Point annotation records:

* Begin *

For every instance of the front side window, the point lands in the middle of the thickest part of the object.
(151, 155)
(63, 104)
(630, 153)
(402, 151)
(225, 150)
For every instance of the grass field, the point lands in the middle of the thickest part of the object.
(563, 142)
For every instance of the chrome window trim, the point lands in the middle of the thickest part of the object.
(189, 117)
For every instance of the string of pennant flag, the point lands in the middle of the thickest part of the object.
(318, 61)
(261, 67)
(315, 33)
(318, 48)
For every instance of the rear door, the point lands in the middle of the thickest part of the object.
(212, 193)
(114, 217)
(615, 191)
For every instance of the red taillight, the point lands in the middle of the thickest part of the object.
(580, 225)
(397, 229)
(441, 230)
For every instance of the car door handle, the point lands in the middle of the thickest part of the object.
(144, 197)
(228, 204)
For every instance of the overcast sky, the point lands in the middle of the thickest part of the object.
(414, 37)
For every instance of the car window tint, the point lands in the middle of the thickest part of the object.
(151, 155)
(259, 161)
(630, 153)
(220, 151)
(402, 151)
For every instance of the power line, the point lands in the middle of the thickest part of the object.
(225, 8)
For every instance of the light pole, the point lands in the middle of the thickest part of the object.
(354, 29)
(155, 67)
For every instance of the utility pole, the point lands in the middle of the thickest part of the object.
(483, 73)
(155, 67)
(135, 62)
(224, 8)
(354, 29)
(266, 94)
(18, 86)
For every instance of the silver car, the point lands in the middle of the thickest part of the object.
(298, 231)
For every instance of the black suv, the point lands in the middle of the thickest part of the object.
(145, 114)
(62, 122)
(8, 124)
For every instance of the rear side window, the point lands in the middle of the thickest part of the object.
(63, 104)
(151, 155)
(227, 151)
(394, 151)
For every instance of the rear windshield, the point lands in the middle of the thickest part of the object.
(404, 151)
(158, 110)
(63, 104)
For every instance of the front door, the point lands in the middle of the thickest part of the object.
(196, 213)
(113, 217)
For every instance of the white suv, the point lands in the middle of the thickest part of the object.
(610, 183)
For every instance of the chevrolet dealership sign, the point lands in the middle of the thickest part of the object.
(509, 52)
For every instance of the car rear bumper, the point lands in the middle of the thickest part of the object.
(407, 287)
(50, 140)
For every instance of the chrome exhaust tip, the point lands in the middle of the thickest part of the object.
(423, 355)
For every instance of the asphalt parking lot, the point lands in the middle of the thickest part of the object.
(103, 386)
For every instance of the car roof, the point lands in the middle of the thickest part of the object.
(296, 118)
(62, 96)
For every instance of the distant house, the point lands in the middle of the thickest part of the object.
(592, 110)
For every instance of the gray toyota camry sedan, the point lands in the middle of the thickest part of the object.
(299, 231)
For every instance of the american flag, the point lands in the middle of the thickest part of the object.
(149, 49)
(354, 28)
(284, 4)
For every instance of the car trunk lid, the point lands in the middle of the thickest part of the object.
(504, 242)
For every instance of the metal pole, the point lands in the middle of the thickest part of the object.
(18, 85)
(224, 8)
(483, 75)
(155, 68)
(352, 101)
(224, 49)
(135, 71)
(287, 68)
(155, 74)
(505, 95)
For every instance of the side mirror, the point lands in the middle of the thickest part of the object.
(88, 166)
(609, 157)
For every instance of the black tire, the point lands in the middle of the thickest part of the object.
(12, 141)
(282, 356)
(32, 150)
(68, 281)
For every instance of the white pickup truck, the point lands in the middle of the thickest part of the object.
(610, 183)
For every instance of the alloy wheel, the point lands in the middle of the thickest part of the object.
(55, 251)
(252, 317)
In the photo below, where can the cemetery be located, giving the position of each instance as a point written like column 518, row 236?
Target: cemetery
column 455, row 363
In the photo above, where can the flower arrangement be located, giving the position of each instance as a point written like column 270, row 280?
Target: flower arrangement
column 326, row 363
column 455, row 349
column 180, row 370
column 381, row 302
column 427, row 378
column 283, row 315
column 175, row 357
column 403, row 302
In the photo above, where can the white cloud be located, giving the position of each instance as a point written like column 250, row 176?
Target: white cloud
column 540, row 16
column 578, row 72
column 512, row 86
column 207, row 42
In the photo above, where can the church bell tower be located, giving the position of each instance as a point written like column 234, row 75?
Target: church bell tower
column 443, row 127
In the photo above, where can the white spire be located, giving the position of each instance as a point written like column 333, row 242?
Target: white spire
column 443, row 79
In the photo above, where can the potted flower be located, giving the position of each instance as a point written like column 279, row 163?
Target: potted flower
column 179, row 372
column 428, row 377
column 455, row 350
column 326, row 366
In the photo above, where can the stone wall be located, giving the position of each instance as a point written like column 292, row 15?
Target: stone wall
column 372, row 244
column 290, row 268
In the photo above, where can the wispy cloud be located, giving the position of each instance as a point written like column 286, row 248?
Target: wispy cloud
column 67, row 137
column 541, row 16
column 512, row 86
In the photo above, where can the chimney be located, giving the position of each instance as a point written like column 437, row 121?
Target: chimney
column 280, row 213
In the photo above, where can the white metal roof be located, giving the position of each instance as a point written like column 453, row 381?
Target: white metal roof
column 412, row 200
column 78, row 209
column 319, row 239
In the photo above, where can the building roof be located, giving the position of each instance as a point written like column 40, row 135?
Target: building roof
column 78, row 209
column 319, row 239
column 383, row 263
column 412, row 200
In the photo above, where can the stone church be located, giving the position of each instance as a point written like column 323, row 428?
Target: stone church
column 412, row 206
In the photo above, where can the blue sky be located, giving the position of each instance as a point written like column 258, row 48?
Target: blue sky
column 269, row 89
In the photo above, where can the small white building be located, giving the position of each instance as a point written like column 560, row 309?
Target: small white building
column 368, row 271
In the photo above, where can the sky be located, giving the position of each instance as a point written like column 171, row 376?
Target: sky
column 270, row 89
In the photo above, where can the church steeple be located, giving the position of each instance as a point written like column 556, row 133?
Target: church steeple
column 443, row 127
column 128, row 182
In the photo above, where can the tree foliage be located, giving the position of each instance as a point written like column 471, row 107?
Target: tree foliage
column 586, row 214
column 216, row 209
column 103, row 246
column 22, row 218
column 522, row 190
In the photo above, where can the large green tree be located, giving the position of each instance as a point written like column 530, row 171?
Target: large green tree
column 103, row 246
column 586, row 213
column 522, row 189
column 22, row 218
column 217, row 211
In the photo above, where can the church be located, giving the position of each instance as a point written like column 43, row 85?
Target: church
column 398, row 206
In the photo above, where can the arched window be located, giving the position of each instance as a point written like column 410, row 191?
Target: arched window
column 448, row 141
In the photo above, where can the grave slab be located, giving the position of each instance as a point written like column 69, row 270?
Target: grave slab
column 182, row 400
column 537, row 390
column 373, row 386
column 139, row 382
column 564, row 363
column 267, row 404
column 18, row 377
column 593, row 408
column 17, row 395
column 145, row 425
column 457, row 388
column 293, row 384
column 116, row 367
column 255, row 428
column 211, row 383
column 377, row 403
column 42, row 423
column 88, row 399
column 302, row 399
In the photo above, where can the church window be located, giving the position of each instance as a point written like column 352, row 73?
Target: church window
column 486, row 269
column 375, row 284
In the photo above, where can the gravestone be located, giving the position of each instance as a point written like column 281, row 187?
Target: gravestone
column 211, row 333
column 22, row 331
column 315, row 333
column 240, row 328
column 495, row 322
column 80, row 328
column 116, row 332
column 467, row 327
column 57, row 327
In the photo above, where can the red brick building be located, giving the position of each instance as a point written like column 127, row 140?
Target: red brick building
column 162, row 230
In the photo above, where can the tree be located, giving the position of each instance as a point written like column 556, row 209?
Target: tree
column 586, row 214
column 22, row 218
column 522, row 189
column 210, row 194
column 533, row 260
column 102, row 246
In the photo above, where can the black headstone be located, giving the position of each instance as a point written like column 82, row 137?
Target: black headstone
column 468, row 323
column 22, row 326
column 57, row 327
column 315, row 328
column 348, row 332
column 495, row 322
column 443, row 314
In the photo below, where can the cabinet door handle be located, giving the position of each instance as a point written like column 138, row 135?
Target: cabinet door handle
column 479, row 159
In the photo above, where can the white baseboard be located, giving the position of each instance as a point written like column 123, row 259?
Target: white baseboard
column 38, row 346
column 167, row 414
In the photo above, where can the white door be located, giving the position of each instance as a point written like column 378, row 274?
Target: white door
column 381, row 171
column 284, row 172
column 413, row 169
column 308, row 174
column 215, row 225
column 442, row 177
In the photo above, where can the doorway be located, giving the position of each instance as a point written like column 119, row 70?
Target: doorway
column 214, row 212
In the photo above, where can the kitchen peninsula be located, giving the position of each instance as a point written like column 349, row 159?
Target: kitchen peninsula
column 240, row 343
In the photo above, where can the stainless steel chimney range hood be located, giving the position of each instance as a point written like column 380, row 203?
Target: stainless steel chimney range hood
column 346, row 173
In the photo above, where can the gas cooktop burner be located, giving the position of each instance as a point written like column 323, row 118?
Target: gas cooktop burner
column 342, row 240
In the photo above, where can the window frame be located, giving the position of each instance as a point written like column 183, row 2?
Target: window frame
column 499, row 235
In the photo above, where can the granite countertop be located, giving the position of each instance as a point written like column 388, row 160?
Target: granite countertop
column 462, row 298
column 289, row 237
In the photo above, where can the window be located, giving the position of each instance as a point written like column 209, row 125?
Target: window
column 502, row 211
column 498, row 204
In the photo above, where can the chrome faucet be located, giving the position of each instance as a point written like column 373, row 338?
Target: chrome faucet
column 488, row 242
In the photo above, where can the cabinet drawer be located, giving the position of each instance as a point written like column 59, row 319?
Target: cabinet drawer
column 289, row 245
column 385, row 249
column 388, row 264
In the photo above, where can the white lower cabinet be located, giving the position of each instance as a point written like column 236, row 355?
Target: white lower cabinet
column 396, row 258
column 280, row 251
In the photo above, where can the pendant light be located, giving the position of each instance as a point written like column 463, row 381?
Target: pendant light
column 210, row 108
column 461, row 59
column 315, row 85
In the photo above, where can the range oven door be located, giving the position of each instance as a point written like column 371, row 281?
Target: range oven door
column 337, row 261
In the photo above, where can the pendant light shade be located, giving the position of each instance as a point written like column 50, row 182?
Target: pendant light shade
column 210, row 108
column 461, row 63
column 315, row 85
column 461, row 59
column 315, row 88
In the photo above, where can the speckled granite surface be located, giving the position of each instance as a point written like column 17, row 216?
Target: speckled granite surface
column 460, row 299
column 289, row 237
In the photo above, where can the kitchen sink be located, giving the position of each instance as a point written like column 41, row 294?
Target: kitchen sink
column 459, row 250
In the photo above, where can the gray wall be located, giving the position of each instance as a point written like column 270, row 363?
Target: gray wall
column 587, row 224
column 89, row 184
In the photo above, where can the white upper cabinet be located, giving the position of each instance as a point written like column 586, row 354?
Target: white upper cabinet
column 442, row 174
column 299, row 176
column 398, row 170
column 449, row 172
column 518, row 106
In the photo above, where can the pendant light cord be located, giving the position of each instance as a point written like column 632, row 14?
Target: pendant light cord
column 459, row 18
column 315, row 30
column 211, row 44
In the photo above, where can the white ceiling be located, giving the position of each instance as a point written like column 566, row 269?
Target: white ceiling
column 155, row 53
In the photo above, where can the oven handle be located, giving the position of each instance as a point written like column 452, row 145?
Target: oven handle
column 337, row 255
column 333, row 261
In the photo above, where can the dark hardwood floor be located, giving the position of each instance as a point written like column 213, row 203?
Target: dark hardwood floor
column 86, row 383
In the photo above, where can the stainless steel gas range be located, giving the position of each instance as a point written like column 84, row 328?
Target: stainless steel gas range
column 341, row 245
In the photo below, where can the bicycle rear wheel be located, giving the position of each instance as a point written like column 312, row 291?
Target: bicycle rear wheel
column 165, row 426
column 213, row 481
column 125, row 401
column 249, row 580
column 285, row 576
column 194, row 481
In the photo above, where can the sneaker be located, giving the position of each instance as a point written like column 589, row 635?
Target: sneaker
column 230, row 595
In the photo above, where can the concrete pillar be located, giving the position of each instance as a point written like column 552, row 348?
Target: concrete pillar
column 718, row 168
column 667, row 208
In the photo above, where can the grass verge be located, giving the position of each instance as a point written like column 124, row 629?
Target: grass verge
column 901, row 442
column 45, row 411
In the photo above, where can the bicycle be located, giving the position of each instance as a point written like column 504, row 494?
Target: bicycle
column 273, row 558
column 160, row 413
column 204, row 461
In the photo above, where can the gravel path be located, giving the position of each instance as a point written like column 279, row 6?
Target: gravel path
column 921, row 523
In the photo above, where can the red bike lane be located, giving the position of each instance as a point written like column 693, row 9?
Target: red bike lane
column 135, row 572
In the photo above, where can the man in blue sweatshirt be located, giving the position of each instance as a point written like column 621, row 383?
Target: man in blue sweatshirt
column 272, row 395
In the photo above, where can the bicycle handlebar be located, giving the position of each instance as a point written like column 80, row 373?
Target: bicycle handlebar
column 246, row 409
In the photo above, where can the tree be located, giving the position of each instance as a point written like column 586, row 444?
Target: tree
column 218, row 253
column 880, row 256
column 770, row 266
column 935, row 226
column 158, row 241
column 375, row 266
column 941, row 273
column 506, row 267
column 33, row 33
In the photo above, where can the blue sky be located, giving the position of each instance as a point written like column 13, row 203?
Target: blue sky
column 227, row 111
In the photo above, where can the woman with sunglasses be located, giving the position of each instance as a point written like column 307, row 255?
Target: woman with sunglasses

* End *

# Problem description:
Give the lines above as a JSON list of strings, one string per line and no blank lines, starting at the line containing "In the photo above, where can the church window" and ending at the line containing "column 102, row 246". Include only those lines, both ends among them.

# Correct answer:
[
  "In the photo above, where can the church window be located, giving the position of each instance as a point written like column 352, row 73?",
  "Target: church window",
  "column 486, row 269",
  "column 375, row 284",
  "In the photo above, where can the gravestone be located, giving the position of each instance as a point written like column 281, row 187?",
  "Target: gravestone",
  "column 211, row 333",
  "column 22, row 331",
  "column 315, row 333",
  "column 240, row 328",
  "column 495, row 322",
  "column 80, row 328",
  "column 116, row 332",
  "column 467, row 327",
  "column 57, row 327",
  "In the photo above, where can the red brick building be located, giving the position of each instance as a point written like column 127, row 140?",
  "Target: red brick building",
  "column 162, row 230",
  "In the photo above, where can the tree be located, giving the position of each instance as a point written like column 556, row 209?",
  "Target: tree",
  "column 586, row 214",
  "column 22, row 218",
  "column 522, row 189",
  "column 210, row 194",
  "column 533, row 260",
  "column 102, row 246"
]